◆ **Given data**

-------------------------

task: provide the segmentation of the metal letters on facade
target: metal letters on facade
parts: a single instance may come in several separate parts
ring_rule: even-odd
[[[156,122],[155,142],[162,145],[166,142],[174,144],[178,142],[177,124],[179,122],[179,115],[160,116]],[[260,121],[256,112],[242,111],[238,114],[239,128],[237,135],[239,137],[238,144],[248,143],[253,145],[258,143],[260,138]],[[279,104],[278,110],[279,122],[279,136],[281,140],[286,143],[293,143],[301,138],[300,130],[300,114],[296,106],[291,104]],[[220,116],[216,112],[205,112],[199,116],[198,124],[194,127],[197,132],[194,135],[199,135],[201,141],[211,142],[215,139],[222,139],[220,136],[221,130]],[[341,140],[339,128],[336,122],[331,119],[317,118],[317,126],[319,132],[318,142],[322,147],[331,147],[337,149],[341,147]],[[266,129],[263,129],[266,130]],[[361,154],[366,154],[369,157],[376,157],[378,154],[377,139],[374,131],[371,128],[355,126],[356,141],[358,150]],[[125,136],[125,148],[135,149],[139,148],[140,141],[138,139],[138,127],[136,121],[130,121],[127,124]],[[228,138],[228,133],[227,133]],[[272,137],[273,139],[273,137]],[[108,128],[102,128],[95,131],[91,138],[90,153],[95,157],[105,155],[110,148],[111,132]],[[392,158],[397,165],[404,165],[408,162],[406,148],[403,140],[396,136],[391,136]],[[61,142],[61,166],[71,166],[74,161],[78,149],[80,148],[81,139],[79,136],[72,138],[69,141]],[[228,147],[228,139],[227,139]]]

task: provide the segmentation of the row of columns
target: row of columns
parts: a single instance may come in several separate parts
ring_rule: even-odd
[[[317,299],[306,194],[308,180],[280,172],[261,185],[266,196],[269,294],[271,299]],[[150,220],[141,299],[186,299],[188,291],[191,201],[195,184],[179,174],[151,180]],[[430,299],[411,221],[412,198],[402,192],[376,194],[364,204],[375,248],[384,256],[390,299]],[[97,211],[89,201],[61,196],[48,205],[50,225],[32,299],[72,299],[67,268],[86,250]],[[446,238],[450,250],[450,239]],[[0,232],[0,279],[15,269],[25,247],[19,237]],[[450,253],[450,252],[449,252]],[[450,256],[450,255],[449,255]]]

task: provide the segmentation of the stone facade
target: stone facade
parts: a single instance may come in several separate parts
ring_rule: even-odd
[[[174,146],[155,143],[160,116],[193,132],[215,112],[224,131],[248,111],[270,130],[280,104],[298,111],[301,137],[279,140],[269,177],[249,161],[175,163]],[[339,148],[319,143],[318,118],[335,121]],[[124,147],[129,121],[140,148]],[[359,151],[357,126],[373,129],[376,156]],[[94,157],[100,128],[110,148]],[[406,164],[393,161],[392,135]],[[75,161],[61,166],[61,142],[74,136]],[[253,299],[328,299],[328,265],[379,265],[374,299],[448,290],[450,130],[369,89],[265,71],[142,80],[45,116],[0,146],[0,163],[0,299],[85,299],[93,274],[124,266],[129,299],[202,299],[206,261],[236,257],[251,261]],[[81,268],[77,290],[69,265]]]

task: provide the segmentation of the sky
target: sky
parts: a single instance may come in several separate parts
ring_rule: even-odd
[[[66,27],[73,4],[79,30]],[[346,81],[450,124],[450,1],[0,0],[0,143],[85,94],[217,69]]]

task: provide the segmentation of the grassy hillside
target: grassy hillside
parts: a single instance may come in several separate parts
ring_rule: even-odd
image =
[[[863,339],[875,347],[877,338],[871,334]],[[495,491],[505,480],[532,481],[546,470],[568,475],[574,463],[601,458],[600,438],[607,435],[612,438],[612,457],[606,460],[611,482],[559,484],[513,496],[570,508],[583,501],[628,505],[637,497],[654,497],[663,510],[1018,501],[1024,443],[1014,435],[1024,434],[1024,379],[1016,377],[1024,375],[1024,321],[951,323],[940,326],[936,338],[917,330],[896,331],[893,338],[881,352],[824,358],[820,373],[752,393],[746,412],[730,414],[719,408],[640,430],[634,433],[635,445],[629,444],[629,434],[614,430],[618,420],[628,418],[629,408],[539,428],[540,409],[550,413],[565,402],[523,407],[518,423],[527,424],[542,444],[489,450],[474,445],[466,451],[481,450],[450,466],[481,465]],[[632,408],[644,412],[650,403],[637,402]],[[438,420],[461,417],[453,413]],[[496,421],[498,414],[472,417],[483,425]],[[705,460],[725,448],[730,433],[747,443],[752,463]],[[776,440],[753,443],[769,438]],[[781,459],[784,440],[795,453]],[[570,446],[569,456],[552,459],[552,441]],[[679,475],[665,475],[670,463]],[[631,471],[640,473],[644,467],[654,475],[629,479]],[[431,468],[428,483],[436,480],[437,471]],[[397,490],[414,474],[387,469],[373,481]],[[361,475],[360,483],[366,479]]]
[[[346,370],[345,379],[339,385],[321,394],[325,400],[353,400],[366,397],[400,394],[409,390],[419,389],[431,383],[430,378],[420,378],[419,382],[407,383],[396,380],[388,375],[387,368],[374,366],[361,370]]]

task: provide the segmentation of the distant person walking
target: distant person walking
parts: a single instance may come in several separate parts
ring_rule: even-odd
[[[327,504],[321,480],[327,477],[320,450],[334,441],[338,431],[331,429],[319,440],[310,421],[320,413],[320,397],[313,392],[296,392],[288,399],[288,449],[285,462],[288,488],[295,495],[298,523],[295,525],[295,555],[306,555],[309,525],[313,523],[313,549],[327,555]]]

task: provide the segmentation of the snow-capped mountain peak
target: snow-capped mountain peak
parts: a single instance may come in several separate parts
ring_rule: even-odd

-------------------------

◆ **Prompt**
What lines of the material above include "snow"? Copy each one.

◆ **Output of the task**
task: provide the segmentation of the snow-capped mountain peak
target: snow-capped mountain peak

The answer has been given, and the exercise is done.